**TASK DESCRIPTION**
Please go through the listing below and count the lines where the string "tank" appears. Answer with the number only.

**RECORDS PROVIDED**
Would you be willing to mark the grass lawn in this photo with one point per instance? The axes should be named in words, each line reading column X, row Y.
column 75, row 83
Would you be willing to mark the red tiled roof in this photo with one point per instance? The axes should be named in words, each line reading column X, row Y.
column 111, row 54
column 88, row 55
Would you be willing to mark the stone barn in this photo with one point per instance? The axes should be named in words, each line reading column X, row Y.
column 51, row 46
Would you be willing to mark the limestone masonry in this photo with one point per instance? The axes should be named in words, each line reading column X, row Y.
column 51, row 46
* * *
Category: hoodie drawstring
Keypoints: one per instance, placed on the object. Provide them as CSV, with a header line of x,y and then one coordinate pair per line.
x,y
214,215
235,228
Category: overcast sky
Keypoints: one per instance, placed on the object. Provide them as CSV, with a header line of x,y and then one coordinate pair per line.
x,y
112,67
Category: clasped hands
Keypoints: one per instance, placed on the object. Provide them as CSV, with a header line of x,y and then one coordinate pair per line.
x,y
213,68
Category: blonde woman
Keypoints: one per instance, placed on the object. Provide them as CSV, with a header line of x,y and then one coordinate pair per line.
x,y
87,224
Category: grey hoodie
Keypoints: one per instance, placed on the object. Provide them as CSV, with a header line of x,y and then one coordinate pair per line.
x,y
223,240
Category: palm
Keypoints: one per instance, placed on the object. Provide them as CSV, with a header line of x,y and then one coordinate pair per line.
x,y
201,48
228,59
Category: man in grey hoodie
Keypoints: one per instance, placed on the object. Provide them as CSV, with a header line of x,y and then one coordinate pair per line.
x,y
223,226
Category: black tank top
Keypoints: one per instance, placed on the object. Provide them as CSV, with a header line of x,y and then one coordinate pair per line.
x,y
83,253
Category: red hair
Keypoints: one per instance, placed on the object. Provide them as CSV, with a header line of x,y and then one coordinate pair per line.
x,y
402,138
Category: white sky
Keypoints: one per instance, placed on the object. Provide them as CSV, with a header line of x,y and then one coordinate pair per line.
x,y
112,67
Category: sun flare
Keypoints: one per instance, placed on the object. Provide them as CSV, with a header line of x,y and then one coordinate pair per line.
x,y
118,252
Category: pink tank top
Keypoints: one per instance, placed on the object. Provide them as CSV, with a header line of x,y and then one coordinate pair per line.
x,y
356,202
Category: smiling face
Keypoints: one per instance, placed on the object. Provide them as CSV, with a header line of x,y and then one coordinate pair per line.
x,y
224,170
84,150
---
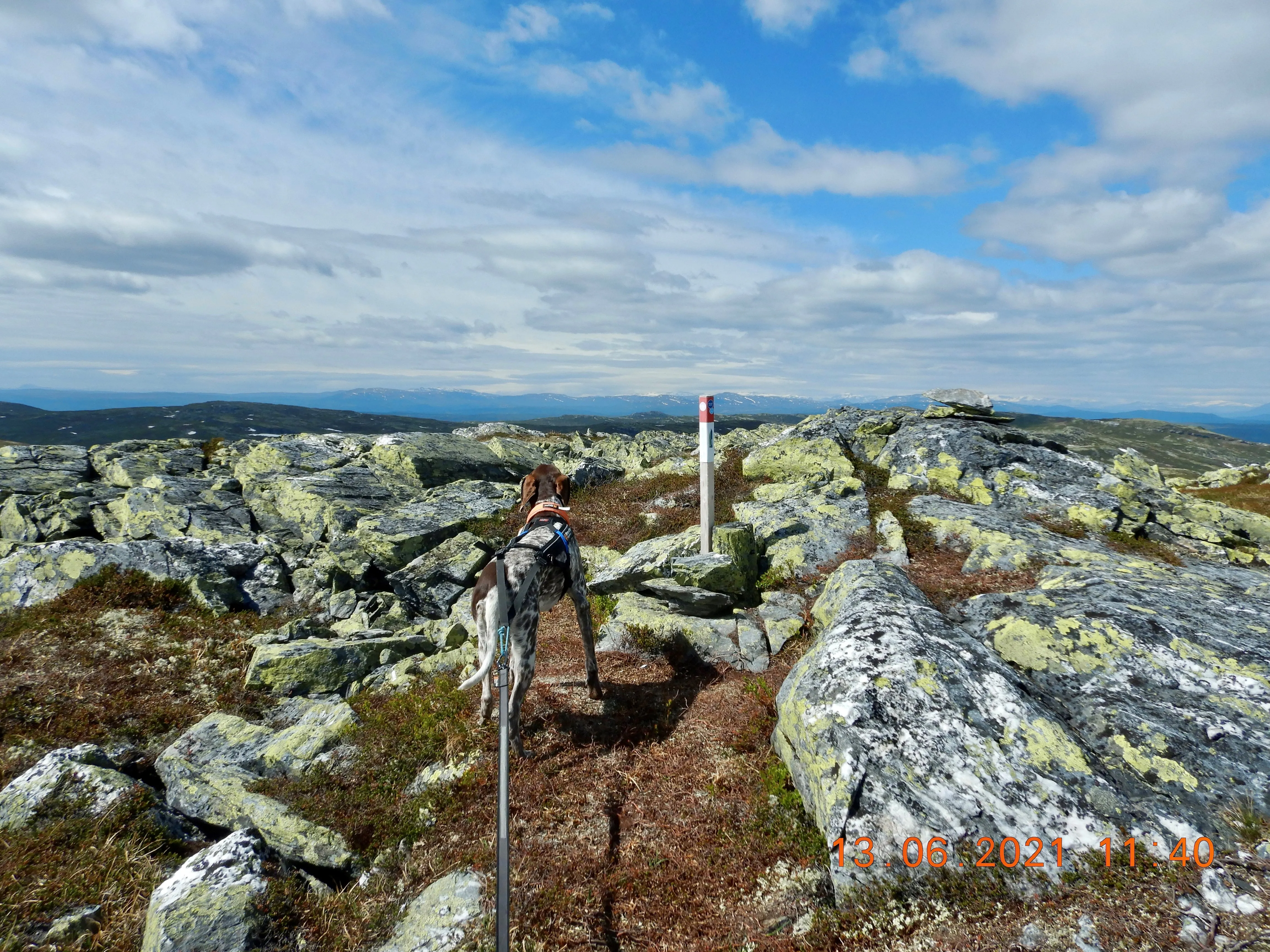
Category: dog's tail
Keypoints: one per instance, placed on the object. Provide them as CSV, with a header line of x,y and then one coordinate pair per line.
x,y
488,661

**RESULT**
2